[Referring expression pointing data]

++++

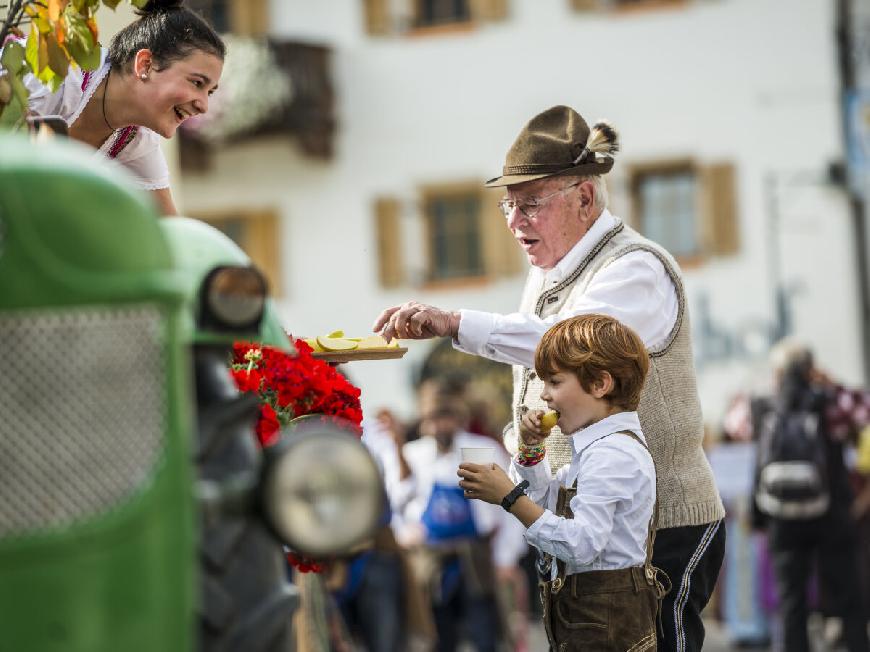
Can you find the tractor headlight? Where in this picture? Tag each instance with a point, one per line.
(322, 492)
(233, 298)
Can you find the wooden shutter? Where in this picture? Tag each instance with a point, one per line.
(585, 5)
(388, 230)
(249, 17)
(718, 211)
(501, 254)
(377, 17)
(488, 10)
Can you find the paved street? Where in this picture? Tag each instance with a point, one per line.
(717, 640)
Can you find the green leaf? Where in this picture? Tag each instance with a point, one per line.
(57, 58)
(13, 115)
(19, 90)
(81, 44)
(13, 57)
(32, 55)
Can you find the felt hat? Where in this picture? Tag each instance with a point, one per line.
(555, 142)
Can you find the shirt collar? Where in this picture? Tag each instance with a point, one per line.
(578, 252)
(614, 423)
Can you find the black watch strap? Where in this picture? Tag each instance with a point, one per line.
(508, 501)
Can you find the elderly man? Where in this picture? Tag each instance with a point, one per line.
(585, 260)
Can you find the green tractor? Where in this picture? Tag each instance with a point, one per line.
(137, 511)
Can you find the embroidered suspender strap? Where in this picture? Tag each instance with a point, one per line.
(563, 508)
(653, 575)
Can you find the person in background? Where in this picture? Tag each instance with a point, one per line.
(595, 520)
(456, 546)
(801, 492)
(157, 72)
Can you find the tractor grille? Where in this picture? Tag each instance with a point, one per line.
(82, 413)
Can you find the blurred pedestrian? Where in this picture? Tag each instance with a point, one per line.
(802, 496)
(457, 546)
(586, 260)
(595, 520)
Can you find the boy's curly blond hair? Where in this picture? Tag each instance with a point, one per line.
(589, 345)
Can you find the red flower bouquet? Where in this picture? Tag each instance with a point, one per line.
(290, 386)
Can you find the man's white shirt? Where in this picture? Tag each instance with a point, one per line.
(635, 289)
(616, 485)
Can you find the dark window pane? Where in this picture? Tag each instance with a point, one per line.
(668, 211)
(440, 12)
(454, 236)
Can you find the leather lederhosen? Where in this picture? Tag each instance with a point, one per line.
(605, 610)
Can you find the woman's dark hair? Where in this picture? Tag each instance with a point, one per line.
(169, 30)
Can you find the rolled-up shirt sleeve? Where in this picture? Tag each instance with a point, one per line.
(635, 289)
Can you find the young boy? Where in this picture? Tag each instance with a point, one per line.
(595, 518)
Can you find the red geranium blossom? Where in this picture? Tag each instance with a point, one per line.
(291, 386)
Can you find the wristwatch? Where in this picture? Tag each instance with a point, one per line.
(520, 490)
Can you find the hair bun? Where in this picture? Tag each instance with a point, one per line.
(159, 6)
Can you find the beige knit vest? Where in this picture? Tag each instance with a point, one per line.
(669, 411)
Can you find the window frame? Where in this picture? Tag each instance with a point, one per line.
(430, 193)
(668, 167)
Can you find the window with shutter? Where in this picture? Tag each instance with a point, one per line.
(389, 239)
(719, 209)
(377, 17)
(689, 209)
(257, 233)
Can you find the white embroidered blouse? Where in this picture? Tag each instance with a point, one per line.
(136, 148)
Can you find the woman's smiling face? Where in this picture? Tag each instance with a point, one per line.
(179, 91)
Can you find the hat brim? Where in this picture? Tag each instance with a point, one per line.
(578, 170)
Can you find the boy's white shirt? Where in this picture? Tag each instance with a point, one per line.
(615, 498)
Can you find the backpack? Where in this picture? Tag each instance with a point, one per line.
(792, 481)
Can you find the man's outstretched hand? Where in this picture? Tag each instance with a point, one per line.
(416, 321)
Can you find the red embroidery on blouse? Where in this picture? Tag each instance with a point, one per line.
(126, 135)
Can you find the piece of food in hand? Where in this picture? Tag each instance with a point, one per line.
(377, 342)
(336, 343)
(549, 420)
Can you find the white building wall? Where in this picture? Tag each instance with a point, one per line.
(753, 82)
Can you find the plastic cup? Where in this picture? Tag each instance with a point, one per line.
(484, 455)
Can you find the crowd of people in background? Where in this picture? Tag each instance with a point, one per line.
(443, 571)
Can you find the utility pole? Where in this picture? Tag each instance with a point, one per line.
(855, 77)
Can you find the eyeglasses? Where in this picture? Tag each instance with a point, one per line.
(532, 206)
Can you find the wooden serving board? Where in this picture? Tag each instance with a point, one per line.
(360, 354)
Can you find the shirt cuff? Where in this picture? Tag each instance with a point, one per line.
(475, 329)
(534, 535)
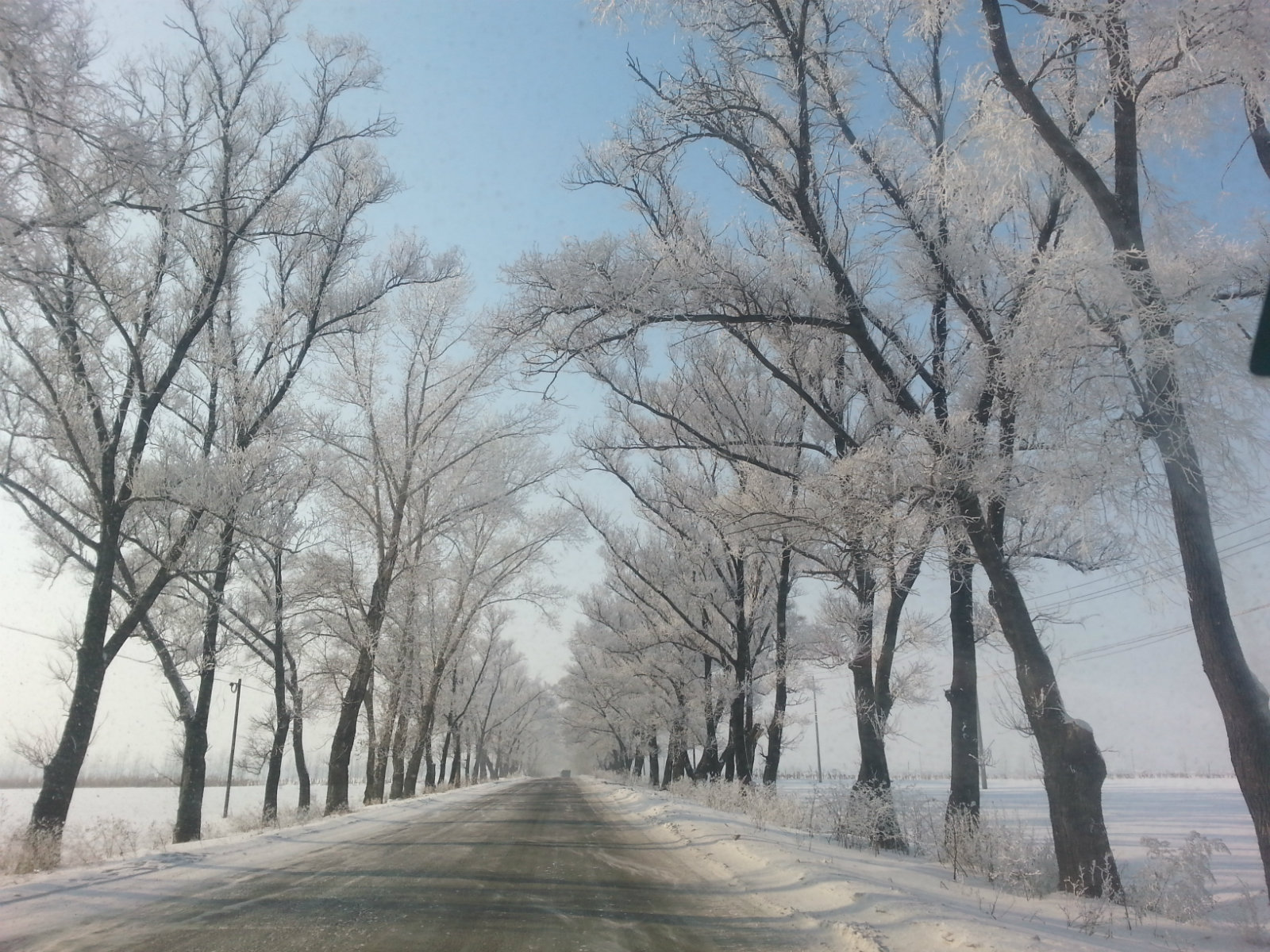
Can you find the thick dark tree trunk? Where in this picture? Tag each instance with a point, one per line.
(456, 765)
(1072, 765)
(873, 781)
(281, 710)
(431, 780)
(194, 759)
(963, 695)
(710, 766)
(298, 749)
(776, 727)
(42, 847)
(371, 743)
(1240, 695)
(399, 735)
(381, 752)
(298, 731)
(273, 772)
(346, 733)
(738, 743)
(194, 777)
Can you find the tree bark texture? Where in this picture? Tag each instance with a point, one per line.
(346, 733)
(963, 693)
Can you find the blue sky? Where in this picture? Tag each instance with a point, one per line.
(495, 99)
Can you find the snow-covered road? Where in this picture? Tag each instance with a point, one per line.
(537, 865)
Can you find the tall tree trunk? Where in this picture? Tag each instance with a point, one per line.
(346, 733)
(194, 758)
(431, 782)
(456, 765)
(1072, 766)
(710, 766)
(281, 708)
(776, 727)
(872, 789)
(1240, 695)
(44, 842)
(963, 695)
(298, 733)
(399, 736)
(371, 738)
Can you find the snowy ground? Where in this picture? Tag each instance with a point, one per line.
(44, 903)
(860, 901)
(1165, 809)
(111, 823)
(869, 903)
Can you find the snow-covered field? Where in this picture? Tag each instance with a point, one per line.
(1164, 809)
(108, 823)
(44, 903)
(868, 903)
(863, 903)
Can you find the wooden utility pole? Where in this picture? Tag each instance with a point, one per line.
(237, 689)
(816, 720)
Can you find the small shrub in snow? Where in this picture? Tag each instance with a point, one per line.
(1175, 881)
(1011, 856)
(106, 838)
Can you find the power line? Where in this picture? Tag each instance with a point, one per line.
(126, 658)
(1057, 601)
(1115, 647)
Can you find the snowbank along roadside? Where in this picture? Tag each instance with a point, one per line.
(883, 903)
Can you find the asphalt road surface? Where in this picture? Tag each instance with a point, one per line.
(531, 866)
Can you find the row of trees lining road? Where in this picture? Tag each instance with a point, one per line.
(958, 309)
(247, 425)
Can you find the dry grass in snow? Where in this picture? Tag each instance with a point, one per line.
(778, 850)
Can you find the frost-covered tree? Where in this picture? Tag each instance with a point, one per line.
(1106, 86)
(419, 444)
(137, 272)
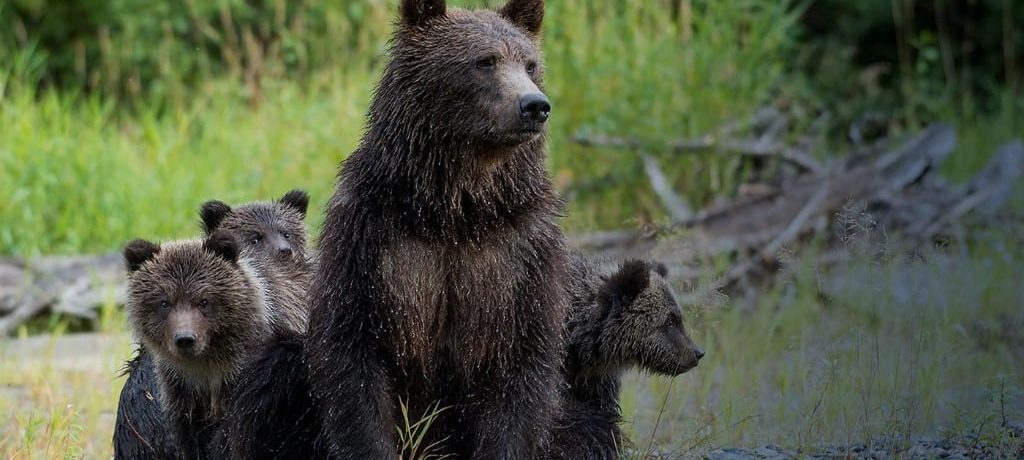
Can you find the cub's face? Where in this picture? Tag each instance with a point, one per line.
(644, 325)
(478, 73)
(268, 231)
(189, 302)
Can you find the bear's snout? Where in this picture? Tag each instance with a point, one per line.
(184, 340)
(535, 108)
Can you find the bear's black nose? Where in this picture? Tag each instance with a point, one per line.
(535, 108)
(184, 340)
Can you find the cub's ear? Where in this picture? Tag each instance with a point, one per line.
(138, 252)
(222, 244)
(297, 200)
(526, 14)
(660, 268)
(212, 213)
(624, 286)
(416, 12)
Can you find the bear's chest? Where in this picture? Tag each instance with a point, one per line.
(450, 298)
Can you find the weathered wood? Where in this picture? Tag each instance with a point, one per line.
(900, 183)
(75, 286)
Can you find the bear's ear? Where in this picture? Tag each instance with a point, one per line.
(416, 12)
(212, 213)
(297, 200)
(660, 268)
(138, 252)
(622, 288)
(526, 14)
(222, 244)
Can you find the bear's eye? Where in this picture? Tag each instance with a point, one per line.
(486, 63)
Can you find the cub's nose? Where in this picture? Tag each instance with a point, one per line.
(184, 340)
(535, 108)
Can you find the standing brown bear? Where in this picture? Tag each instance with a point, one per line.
(442, 269)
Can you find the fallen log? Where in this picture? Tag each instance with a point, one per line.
(898, 186)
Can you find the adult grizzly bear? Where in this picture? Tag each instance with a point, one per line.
(442, 270)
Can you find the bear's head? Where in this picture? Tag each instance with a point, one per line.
(193, 302)
(267, 231)
(469, 78)
(641, 324)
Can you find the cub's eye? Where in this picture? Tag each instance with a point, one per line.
(486, 63)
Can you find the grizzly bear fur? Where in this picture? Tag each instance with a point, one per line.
(272, 236)
(198, 309)
(271, 414)
(140, 430)
(281, 258)
(441, 270)
(617, 321)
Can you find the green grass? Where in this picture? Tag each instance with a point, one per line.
(87, 172)
(904, 346)
(84, 174)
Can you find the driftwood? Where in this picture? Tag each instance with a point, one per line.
(75, 286)
(894, 183)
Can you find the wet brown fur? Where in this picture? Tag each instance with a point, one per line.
(200, 287)
(619, 320)
(441, 266)
(272, 236)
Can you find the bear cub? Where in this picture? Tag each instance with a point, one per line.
(272, 236)
(198, 309)
(617, 321)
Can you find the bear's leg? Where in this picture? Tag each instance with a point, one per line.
(351, 386)
(515, 411)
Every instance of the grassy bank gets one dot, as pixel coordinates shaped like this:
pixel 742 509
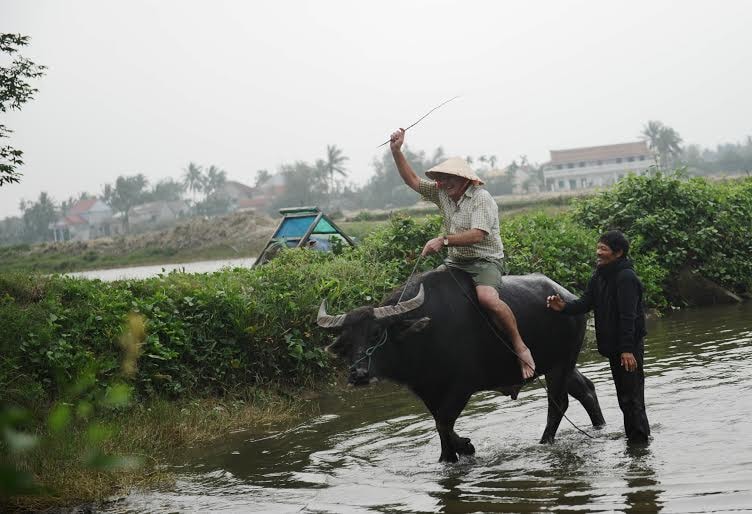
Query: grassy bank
pixel 70 346
pixel 234 237
pixel 152 434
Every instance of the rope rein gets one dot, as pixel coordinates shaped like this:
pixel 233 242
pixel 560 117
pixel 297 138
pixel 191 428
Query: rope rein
pixel 371 349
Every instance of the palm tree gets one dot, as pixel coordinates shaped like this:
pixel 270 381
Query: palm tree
pixel 214 179
pixel 669 147
pixel 193 179
pixel 651 134
pixel 334 163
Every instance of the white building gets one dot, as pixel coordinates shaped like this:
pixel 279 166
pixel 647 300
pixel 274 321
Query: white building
pixel 595 166
pixel 88 218
pixel 156 214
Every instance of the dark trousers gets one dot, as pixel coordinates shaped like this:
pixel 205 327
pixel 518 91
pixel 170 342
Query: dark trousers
pixel 630 390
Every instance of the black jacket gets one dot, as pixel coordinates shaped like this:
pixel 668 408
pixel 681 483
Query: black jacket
pixel 615 294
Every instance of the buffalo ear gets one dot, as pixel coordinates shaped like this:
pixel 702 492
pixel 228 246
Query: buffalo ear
pixel 413 326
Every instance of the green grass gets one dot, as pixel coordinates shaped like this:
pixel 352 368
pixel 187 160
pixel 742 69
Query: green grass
pixel 155 433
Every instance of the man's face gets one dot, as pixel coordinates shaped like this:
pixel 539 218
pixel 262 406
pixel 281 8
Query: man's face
pixel 452 184
pixel 604 255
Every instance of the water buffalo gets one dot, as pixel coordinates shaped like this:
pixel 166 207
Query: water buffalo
pixel 440 344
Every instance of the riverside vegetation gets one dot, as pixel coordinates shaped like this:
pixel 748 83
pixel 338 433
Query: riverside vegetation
pixel 233 349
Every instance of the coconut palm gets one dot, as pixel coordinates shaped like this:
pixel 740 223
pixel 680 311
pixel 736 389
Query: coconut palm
pixel 214 179
pixel 334 163
pixel 663 141
pixel 669 146
pixel 193 179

++++

■ INSTRUCTIONS FOR THE TASK:
Output the lines from the one with "Query: grassy bank" to the final line of the entries above, exactly as they stand, please, and nothing else.

■ ANSWER SECTION:
Query: grassy bank
pixel 70 346
pixel 234 237
pixel 152 434
Every instance of the rope rein gets one dot, as pixel coordinates shaped like this:
pixel 233 242
pixel 560 117
pixel 297 138
pixel 191 428
Query: rope rein
pixel 371 349
Every instance of the palm tree gets one dot, as pixel coordinates shaped like this:
pixel 270 381
Query: palm tree
pixel 214 179
pixel 669 147
pixel 193 179
pixel 651 134
pixel 334 163
Every instance of the white building gets one dot, as pixel coordinates shaped like this:
pixel 279 166
pixel 647 300
pixel 274 321
Query: white building
pixel 595 166
pixel 88 218
pixel 156 214
Every instance of the dark trousers gets one dot, as pixel coordinates shaped like this:
pixel 205 327
pixel 518 91
pixel 170 342
Query: dark trousers
pixel 630 390
Every instance of the black jacket gets one dot, as pixel coordinates shaped like this:
pixel 668 408
pixel 681 483
Query: black jacket
pixel 615 294
Every instance of the buffalo ear gets one dot, as pixel coordinates shaped like this:
pixel 702 492
pixel 228 246
Query: buffalo ear
pixel 413 326
Every instance of the green grass gets one dot, as pixel coordinates shaped like this:
pixel 352 368
pixel 187 160
pixel 742 69
Query: green grass
pixel 155 433
Every instance of the man's face gets one dot, as pixel coordinates shaped like this:
pixel 539 218
pixel 262 406
pixel 281 8
Query: man's face
pixel 452 184
pixel 604 255
Every instance of the water buffalo gets one dot, as pixel coordinates shaped like this:
pixel 166 207
Query: water buffalo
pixel 440 344
Every instance of the riverside vegetation gets one dot, as pixel coordinates shaped like this:
pixel 748 83
pixel 338 433
Query: riverside vegetation
pixel 233 349
Every instance of the coconut palm gets one dot, as pixel coordinates shaped like this:
pixel 740 223
pixel 680 311
pixel 736 389
Query: coconut palm
pixel 214 179
pixel 334 163
pixel 663 141
pixel 669 146
pixel 193 179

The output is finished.